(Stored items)
_ _ _ _

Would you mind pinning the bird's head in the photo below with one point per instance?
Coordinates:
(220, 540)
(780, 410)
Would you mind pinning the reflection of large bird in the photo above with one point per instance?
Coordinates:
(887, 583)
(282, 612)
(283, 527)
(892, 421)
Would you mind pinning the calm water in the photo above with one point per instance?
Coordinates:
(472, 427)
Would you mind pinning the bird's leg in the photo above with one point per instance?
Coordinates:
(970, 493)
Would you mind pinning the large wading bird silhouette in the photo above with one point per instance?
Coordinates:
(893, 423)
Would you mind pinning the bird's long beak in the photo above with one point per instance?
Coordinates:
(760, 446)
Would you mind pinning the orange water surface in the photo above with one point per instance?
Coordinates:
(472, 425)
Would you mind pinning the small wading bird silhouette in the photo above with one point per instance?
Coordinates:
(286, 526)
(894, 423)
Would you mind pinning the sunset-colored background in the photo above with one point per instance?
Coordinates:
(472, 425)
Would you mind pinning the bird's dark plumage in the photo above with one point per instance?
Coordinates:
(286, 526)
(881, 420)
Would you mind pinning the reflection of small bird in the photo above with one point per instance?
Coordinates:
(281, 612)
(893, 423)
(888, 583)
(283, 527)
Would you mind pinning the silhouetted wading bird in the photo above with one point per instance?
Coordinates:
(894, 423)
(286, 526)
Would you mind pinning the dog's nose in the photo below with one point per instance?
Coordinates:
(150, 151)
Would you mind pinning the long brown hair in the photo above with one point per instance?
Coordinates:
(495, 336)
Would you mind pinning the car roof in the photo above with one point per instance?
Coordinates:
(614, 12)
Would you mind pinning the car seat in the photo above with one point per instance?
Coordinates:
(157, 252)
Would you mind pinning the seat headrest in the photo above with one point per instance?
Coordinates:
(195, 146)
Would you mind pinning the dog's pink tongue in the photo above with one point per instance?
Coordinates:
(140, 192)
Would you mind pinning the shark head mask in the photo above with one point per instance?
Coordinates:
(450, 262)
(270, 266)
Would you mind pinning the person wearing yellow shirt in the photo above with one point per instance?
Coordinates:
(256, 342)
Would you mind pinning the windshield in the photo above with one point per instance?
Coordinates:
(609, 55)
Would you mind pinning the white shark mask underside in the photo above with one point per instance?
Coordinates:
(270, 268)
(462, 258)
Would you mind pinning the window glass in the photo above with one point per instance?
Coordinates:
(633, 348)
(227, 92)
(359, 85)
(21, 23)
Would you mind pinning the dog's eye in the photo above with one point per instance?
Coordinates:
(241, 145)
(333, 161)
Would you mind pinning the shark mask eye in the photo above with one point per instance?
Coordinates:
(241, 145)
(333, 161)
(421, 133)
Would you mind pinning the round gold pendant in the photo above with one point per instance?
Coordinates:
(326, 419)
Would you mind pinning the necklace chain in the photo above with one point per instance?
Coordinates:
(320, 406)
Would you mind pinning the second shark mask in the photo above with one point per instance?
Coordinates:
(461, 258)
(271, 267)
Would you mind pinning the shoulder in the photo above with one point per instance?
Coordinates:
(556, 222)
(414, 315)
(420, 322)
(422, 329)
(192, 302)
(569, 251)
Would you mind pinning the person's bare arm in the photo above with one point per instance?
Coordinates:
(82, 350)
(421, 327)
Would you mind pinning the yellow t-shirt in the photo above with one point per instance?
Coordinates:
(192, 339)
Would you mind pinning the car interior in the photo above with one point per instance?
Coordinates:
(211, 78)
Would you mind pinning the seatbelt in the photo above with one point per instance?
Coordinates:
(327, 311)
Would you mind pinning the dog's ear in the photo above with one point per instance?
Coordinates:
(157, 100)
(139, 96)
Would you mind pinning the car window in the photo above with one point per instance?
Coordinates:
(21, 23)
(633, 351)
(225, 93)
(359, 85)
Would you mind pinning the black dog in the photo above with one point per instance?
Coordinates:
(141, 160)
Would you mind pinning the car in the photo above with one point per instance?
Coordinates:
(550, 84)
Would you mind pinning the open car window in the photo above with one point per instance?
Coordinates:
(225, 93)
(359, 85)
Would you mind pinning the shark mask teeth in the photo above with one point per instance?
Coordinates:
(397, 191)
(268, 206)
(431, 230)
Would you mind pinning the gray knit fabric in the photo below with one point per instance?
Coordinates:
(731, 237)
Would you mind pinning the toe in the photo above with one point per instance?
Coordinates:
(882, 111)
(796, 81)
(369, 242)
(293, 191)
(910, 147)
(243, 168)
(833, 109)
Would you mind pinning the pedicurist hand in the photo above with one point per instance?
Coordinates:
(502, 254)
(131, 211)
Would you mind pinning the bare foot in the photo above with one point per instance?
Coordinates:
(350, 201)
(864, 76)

_ _ _ _

When a line in the data contains the string "small", copy that line.

• [Exercise solution]
Would you mind pinning the small wading bird silhouette in the photo above with one point per instance?
Would you mind pinning the reflection of small bird in the photo above with one point per instance?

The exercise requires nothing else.